--- Work order ---
Carry on the forum post about when to ask out someone met through a mutual friend, starting right after its last line.

--- Provided passage ---
-*-*-

Chris715 Posted August 16, 2013 Posted August 16, 2013 One of my female friends has been trying to set me up with one of her friends, thinking we would get along great together. I finally met her tonight as we hung out in a group setting. Introduced myself at the beginning, talked to her a good amount while in the group setting, that type of thing. She definitely seems my type and I would at least like a chance to date her but my question is: when's a good time to ask for a date? I didn't get her number or anything like that, will probably add her on Facebook soon. Would it be weird to ask her out after meeting her for the first time in a group setting? I know a lot of people will say "get to know her better" but I kind of feel like that's what a first/second date is for anyway. Should I go for it or be a little more patient, maybe let our mutual friend arrange a few more hang outs and go from there? Any advice would be great!

-*-*-

--- Extracted information ---
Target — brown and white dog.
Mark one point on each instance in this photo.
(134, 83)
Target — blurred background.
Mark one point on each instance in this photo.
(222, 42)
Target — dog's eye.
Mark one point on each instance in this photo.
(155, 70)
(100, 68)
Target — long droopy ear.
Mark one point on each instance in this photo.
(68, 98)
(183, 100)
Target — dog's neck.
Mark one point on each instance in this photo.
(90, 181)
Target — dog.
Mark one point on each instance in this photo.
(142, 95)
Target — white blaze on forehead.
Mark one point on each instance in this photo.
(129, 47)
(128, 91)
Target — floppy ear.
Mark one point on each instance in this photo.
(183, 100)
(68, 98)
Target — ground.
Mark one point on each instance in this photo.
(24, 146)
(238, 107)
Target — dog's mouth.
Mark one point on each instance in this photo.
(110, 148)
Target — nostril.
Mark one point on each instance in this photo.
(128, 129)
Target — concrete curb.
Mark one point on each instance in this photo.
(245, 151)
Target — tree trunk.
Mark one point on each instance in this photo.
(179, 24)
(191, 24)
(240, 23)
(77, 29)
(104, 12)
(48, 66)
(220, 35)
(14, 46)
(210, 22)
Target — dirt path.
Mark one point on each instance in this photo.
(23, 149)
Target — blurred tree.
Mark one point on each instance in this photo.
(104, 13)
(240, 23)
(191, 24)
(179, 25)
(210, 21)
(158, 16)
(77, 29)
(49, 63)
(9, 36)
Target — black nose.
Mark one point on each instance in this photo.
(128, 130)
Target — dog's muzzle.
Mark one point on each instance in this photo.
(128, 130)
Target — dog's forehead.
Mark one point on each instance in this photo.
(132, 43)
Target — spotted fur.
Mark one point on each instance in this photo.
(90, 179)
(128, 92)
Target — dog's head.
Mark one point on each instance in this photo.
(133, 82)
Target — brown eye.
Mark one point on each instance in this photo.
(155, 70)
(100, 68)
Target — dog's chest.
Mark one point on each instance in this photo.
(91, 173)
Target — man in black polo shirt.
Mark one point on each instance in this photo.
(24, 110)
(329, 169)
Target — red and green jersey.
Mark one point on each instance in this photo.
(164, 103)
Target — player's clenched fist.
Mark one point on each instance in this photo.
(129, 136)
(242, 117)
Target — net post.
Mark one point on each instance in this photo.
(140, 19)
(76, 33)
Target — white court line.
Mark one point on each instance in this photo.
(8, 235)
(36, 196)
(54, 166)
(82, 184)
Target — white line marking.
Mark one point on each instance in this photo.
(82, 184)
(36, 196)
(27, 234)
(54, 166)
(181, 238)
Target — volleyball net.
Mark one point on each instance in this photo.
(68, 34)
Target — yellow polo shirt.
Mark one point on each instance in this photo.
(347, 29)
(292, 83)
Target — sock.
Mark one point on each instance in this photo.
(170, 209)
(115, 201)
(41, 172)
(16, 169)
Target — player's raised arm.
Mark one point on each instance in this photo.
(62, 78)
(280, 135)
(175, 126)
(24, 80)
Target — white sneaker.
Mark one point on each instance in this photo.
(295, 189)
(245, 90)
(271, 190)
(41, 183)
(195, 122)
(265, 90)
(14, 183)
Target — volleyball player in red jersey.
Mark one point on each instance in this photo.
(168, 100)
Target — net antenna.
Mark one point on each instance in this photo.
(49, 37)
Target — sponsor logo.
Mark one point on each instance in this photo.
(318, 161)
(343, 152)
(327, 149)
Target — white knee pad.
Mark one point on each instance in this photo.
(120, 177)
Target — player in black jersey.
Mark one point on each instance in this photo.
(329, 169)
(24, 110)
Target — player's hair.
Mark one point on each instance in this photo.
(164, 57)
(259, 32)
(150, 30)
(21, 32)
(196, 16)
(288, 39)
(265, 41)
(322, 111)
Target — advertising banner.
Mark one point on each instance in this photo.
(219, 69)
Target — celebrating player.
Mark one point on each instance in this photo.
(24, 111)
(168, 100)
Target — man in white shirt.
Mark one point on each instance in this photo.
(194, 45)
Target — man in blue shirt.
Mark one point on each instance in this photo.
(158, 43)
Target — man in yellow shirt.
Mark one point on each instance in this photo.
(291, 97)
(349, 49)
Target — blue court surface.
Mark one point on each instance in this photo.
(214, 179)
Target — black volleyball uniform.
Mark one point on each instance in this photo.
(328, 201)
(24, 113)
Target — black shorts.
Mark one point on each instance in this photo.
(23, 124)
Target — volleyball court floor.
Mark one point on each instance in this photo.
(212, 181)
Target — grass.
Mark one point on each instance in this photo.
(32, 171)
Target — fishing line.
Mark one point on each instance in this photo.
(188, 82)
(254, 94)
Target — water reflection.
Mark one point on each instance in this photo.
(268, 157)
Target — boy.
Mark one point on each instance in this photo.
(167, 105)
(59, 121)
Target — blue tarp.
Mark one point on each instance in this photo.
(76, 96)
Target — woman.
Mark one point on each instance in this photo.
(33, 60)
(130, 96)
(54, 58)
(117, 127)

-*-*-

--- Output of the exercise ---
Lani Posted August 16, 2013 Posted August 16, 2013 Ask her straight away. Just go casual, like 'it was great to meet you, do you want to grab a drink/coffee/doughnut/slurpee sometime?' Via Facebook. No need to add her as a friend. I think the longer you leave it, the more awkward you'll feel to do it. Make it known that you're interested straight up. She's free to say no. 4
Skyraider829 Posted August 16, 2013 Posted August 16, 2013 I think getting to know her in a group setting is easier than a one-on-one setting. How receptive was she to your questions / conversations?
Author Chris715 Posted August 16, 2013 Author Posted August 16, 2013 I added her on Facebook, and I like your post Lani. I think asking her out sooner rather than later is a good idea and use the first few dates (if she's interested) to get to know each other that way. Facebook's obviously not ideal but whatever, only way of direct contact I have with her right now. 1
Author Chris715 Posted August 16, 2013 Author Posted August 16, 2013 I added her on Facebook, and I like your post Lani. I think asking her out sooner rather than later is a good idea and use the first few dates (if she's interested) to get to know each other that way. Facebook's obviously not ideal but whatever, only way of direct contact I have with her right now. We talked a decent amount. She laughed at a lot of stories/things I had to say and smiled in my direction, which is why I'm thinking she might be interested.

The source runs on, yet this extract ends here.